Stated exercise 1 => Split the sample input line in the question about parsing input with scanf at every # and | separator, and list each resulting field.

-- Begin Source text --

1

I have some user input following this format:

Playa Raco#path#5#39.244|-0.257#0-23

The # here acts as a separator, and the | is also a separator for the latitude and longitude. I would like to extract this information. Note that the strings could have spaces. I tried using the %[^\n]%*c formatter with scanf and adding # and |, but it doesn't work because it matches the whole line.

I would like to keep this as simple as possible, I know that I could do this reading each char, but I'm curious to see best practices and check if there is a scanf or similar alternative for this.

-- End Source text --

Stated exercise 2 => In the listing, update the stretch from the line containing "Acting as a detector, search for shirt button." through the line containing "[57,45,165,198]", changing "search for" to "look for" and keeping everything else as it is.

-- Begin Input data --

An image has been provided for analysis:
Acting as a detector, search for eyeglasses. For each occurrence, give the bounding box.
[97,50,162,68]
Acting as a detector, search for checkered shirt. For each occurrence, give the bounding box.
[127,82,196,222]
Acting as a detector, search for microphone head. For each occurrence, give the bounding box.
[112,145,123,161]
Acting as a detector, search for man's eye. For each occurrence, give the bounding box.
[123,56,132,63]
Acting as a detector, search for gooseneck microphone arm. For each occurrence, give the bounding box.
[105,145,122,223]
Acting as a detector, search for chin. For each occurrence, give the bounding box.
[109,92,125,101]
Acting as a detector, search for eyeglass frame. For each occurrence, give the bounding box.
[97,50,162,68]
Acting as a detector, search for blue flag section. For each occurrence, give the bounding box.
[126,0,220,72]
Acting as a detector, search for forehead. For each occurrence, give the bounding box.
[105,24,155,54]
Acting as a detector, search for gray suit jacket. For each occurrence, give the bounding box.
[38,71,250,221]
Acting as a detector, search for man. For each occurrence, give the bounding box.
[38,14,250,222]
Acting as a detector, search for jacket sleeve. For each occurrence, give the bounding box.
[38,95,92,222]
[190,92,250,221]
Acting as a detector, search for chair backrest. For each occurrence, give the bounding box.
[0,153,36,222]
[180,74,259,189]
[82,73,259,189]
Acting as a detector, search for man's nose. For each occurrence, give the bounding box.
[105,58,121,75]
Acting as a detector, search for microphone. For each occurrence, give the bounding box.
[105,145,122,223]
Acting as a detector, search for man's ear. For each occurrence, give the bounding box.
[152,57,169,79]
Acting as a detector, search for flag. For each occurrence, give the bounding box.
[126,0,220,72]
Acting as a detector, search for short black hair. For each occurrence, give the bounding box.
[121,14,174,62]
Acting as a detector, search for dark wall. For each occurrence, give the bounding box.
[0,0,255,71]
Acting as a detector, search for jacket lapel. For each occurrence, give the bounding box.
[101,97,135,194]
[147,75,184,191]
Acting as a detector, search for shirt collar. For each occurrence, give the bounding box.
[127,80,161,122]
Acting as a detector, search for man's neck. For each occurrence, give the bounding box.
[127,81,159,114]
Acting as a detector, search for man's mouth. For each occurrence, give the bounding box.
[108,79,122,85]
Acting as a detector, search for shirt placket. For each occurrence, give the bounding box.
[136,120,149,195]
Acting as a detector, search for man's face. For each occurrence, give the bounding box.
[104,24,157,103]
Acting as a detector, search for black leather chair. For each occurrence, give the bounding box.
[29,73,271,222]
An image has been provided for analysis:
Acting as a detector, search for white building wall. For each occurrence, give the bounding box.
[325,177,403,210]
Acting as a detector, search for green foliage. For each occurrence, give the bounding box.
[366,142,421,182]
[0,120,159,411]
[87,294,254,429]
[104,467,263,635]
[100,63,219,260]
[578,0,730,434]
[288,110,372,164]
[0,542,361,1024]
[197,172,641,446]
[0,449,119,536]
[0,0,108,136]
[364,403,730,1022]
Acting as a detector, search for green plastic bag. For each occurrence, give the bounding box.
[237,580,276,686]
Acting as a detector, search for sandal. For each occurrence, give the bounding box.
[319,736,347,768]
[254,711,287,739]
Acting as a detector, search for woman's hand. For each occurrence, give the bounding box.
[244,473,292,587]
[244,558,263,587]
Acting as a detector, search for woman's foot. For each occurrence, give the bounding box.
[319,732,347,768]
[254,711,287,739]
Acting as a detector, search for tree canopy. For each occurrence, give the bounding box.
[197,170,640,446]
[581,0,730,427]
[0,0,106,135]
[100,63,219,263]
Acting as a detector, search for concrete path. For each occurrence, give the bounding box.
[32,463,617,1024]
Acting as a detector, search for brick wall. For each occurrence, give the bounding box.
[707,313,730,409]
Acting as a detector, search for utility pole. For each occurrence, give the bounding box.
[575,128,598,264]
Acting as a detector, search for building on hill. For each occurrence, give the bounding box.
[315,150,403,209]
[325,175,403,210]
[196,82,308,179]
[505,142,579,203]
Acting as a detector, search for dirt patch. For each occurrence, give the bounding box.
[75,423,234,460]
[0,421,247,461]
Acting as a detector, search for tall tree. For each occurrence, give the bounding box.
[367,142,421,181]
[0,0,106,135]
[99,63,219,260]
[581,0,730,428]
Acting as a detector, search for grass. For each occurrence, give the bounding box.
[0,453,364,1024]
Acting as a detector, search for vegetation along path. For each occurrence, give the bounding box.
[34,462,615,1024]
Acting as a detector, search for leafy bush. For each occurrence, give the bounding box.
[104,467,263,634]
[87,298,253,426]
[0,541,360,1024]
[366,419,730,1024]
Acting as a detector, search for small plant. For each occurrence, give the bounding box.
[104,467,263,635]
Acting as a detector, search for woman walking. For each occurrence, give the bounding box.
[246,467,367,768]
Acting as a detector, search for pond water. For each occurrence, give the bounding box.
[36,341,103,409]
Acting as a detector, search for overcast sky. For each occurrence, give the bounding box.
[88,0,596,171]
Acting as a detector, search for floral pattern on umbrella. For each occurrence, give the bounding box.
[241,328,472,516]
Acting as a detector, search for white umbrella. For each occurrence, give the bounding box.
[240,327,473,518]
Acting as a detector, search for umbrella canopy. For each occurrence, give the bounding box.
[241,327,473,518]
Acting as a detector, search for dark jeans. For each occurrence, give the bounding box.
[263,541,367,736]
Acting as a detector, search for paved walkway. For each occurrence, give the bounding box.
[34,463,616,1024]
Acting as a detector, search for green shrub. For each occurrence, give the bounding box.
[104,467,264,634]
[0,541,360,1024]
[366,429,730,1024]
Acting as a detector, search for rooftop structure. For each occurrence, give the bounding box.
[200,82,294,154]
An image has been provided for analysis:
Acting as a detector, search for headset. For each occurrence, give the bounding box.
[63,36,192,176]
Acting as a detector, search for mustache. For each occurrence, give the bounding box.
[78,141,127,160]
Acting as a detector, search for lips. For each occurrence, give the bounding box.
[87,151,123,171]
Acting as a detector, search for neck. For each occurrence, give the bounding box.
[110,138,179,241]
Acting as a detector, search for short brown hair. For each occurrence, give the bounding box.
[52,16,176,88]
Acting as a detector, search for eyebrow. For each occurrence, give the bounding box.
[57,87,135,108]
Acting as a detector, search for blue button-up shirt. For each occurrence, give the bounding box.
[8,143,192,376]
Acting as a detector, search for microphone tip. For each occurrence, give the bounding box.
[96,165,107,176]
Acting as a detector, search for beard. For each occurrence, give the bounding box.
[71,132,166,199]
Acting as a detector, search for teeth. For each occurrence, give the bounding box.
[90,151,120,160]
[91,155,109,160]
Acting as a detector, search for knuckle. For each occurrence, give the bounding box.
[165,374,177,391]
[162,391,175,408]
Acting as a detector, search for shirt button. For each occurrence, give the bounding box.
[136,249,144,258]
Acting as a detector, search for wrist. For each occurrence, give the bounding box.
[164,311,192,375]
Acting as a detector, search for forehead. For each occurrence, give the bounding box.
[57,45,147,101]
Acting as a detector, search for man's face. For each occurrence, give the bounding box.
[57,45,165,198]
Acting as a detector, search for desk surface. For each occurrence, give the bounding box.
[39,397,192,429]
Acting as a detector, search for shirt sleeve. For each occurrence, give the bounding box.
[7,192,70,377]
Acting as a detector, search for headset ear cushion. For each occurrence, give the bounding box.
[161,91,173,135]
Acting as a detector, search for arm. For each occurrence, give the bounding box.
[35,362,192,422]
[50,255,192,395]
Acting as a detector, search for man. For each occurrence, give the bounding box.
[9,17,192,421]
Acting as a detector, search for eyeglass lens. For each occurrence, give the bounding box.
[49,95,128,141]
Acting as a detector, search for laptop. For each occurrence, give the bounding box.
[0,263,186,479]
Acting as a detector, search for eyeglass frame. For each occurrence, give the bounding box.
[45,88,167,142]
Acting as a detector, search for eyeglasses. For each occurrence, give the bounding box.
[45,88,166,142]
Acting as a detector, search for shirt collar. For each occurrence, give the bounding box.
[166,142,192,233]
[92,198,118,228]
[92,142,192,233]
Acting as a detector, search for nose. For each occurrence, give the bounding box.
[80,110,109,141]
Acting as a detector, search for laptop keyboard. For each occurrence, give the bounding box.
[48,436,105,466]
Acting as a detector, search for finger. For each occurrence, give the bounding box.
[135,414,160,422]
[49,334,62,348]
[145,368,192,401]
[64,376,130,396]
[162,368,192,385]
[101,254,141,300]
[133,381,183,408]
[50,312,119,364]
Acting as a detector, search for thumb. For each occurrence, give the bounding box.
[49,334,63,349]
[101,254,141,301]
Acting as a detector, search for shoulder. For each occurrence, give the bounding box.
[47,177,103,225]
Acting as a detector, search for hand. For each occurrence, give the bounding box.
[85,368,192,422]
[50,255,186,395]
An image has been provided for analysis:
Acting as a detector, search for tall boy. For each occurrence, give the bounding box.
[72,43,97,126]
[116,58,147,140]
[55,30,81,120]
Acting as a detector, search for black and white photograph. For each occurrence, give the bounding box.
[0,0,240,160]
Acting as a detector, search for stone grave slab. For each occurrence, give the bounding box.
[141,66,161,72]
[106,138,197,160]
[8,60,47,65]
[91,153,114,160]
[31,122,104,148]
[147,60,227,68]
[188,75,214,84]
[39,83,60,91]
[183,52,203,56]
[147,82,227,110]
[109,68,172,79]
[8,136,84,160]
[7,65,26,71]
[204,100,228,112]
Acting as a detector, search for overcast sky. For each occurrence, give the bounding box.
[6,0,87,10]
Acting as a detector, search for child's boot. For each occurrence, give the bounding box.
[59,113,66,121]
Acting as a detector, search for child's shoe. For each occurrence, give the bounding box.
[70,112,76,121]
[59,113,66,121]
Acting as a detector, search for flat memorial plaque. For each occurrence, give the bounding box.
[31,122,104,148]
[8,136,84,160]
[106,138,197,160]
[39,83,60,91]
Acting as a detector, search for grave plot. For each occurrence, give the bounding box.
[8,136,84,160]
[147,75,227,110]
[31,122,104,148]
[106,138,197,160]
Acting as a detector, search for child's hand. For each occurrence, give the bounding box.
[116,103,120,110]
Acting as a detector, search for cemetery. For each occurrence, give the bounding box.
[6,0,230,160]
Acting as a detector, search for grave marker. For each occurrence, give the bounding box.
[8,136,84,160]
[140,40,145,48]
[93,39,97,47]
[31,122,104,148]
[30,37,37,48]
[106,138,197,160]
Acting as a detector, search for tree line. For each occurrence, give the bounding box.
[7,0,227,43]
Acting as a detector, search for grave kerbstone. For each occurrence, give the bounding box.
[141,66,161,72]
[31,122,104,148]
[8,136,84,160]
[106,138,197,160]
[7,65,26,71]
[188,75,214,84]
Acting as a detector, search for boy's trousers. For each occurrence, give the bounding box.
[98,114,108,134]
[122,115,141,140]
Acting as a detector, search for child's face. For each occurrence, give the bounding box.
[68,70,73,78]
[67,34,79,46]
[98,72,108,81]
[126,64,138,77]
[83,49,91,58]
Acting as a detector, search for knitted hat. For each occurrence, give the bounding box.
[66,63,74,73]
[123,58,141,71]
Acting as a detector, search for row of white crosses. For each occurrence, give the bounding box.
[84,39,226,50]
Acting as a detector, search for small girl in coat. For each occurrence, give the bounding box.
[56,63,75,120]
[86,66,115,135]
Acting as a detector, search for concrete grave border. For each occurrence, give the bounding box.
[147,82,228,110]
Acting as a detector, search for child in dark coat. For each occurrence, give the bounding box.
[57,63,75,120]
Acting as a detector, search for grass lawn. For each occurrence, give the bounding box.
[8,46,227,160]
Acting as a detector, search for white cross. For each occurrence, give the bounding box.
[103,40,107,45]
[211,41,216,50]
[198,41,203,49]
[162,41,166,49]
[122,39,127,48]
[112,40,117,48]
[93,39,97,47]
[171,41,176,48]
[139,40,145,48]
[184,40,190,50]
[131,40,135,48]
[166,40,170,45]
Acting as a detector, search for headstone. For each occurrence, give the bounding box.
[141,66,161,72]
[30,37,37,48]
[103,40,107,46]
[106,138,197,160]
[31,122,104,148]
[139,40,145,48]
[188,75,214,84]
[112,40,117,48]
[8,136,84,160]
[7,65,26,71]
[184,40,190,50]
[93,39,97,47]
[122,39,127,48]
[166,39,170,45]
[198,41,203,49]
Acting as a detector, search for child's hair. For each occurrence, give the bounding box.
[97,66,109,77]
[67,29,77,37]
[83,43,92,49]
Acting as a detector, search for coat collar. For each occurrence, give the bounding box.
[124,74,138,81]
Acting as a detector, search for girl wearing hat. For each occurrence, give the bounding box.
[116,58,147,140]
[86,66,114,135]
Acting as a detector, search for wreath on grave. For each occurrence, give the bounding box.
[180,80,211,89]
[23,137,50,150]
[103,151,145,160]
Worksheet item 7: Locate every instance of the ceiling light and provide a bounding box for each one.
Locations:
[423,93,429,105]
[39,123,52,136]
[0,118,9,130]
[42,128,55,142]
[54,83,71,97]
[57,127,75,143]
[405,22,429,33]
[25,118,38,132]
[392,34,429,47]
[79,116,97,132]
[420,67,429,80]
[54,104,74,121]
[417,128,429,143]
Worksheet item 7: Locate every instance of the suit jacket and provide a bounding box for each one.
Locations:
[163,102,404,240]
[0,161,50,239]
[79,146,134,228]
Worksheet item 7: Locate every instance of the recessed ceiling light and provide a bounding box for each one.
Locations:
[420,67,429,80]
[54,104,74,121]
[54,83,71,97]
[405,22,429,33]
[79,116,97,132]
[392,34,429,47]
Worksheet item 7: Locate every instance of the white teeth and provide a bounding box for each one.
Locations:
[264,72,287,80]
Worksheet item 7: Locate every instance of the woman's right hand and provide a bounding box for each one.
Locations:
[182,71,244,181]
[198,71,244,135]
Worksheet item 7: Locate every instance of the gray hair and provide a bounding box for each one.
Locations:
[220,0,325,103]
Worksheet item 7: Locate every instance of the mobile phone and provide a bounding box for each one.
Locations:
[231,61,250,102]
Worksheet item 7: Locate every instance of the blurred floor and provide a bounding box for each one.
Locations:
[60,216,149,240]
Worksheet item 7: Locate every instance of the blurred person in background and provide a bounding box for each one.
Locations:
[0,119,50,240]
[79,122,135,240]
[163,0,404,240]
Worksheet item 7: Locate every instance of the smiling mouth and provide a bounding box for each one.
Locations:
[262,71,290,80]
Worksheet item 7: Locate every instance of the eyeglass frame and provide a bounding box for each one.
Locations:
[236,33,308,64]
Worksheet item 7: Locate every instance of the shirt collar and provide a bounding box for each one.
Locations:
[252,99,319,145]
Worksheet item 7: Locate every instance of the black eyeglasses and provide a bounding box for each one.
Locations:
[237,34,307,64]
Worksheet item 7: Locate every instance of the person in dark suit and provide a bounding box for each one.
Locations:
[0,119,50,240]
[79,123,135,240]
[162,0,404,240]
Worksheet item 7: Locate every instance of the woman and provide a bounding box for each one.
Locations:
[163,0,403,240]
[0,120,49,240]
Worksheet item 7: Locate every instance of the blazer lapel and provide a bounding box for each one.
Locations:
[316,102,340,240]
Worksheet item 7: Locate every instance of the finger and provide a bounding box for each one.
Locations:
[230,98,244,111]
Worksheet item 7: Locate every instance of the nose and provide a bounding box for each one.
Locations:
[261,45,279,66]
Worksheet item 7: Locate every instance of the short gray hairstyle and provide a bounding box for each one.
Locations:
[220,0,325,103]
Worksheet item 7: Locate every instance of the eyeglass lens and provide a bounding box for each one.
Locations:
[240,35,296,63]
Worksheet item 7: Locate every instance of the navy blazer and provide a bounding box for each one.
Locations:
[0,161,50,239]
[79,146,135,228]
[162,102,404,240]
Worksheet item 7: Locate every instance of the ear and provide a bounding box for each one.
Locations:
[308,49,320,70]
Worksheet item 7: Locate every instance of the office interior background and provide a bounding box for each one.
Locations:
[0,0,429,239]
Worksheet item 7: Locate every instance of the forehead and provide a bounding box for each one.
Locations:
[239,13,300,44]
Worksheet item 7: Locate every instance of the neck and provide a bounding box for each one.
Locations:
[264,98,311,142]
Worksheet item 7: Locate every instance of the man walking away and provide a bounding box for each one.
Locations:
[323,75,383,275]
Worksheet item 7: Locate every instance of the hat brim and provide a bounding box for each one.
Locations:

-- End Input data --

Worked answer 1 =>
Playa Raco
path
5
39.244
-0.257
0-23

Worked answer 2 =>
Acting as a detector, look for shirt button. For each occurrence, give the bounding box.
[136,249,144,258]
Acting as a detector, look for wrist. For each occurrence, give the bounding box.
[164,311,192,375]
Acting as a detector, look for forehead. For each occurrence, give the bounding box.
[57,45,147,101]
Acting as a detector, look for man's face. For each occurrence, give the bounding box.
[57,45,165,198]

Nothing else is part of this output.